__DIRECTIVE__: Please quote the forum thread about Chloe's CGC testing word for word, from the section that opens with "when she has" through the point where it closes with "in the end.".

__PASSAGE SHOWN__:

# Chloe Getting Ready for CGC Testing



## MercyMom (Dec 19, 2011)

Good luck with your test.


----------



## chloemissynapoleon (Feb 4, 2011)

well I pass that's the first thing I would like to say.

unless I am more of a perfectness I think she did well my only concern while being tested dispite being as nervous as someone taking a driving test for the first time.

she performed well but not as expected in fact the precision that I know she can do was not demonstrated. it I think had to do with the setting as we were around some advances dogs doing thing and getting ready for like competition stuff.

I think the Percision that I have been use to was the fact she was around other dogs in a group setting all doing similar things.

when she has been placed in actual working service type scenarios she is much better.

I do now know that I should probably do some drill training in and around dogs all doing the same sorts of stuff.

anyway she past 1 year old. Also she was far younger the. the other dogs there. 

the evaluator was in a wheelchair. but she did well.

overall it was a good start. and she pass dispite when I was testing was saying to myself I faild. Ended up surprising me in the end. 

anyway yeepeeee


----------



## skyqueen (Jun 14, 2007)

she is sooooo beautiful, great training as well good luck with the test


----------



## cubbysan (Mar 13, 2007)

Congratulations!


----------



## Hailey (Feb 26, 2015)

Impressive! And beautiful dog. How many hours of training is that?


----------



## jawad (Nov 13, 2015)

nice training brilliant test workout hope she gets great result


----------

(Entries for labeling object positions)
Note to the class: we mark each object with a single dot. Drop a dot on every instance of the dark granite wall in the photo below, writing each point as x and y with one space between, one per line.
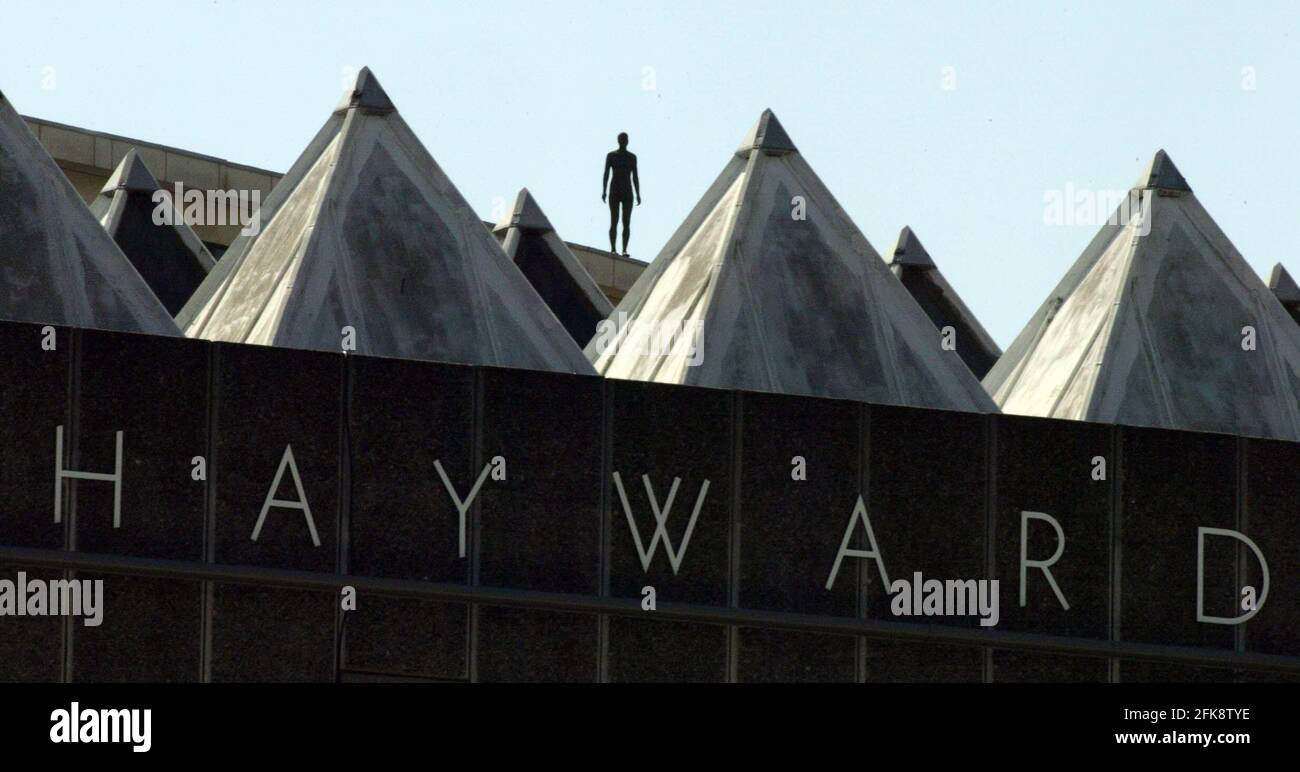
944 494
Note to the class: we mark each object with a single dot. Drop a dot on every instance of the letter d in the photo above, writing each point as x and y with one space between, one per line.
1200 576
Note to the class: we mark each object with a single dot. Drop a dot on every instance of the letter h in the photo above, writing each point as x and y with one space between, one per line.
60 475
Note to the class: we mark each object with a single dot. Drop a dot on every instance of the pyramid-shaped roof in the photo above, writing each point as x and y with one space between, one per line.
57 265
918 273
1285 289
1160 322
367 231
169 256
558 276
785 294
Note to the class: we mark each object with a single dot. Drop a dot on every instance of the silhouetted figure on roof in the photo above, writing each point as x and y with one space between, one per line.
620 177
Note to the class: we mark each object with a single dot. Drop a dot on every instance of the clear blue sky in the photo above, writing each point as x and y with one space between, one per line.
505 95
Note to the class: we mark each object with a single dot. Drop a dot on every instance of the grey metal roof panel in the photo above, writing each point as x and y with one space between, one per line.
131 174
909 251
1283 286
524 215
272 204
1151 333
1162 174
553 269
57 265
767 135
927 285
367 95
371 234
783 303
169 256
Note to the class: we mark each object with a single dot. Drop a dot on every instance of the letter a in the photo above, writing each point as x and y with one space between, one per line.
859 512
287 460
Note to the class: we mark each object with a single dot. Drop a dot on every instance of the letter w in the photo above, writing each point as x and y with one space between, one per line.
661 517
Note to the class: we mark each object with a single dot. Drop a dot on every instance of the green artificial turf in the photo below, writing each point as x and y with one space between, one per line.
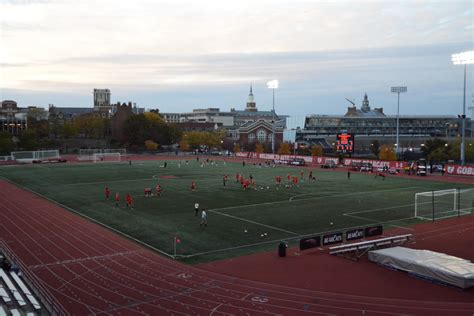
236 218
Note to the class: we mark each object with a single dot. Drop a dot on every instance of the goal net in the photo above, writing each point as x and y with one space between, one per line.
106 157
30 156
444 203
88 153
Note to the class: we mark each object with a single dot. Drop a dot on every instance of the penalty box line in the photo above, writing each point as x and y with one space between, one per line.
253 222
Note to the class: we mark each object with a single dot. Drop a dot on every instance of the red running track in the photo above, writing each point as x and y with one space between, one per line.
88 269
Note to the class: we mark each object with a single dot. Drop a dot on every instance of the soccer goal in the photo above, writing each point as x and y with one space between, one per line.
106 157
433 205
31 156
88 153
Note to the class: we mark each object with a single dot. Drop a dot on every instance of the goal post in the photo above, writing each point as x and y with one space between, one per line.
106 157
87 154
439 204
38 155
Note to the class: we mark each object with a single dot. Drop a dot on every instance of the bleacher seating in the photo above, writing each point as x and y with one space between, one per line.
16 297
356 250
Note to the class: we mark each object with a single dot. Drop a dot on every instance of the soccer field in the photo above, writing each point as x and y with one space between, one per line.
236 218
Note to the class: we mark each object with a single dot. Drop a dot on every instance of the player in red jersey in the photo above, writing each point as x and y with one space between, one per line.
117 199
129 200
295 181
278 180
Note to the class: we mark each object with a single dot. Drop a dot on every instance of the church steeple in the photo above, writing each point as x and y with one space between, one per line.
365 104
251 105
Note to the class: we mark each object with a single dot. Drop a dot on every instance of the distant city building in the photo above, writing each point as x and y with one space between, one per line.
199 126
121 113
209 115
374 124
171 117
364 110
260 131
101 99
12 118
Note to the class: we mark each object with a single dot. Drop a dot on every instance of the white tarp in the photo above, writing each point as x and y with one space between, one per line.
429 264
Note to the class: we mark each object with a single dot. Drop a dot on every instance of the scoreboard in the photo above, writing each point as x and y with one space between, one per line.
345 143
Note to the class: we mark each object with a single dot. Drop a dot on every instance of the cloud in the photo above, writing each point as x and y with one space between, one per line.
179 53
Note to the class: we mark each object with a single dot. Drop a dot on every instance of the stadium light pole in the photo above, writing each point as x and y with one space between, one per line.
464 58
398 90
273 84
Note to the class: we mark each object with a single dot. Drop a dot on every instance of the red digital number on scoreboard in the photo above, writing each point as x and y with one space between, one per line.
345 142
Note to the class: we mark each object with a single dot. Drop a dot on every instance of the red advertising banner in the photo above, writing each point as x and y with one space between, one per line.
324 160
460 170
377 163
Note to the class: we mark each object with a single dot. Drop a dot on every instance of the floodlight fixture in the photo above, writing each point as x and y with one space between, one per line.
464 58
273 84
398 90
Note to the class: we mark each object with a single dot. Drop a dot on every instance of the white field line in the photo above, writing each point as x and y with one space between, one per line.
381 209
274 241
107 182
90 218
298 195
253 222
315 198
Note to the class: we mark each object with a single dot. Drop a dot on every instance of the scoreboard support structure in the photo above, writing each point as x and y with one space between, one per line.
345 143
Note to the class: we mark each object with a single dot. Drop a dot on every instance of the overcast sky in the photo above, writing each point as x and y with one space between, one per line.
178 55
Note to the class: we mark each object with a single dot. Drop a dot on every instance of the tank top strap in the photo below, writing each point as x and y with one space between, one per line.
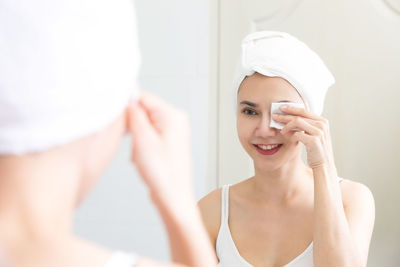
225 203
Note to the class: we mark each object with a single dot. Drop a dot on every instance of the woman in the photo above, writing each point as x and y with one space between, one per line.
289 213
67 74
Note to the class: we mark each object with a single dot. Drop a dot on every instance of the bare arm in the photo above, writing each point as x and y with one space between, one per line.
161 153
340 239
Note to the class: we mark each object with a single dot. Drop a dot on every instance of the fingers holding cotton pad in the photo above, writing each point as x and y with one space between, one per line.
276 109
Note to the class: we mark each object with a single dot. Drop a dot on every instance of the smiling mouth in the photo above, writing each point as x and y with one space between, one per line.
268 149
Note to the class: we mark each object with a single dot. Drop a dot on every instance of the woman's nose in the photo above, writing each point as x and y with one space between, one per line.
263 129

__RESULT FOR THIS TASK__:
when she has been placed in actual working service type scenarios she is much better.

I do now know that I should probably do some drill training in and around dogs all doing the same sorts of stuff.

anyway she past 1 year old. Also she was far younger the. the other dogs there. 

the evaluator was in a wheelchair. but she did well.

overall it was a good start. and she pass dispite when I was testing was saying to myself I faild. Ended up surprising me in the end.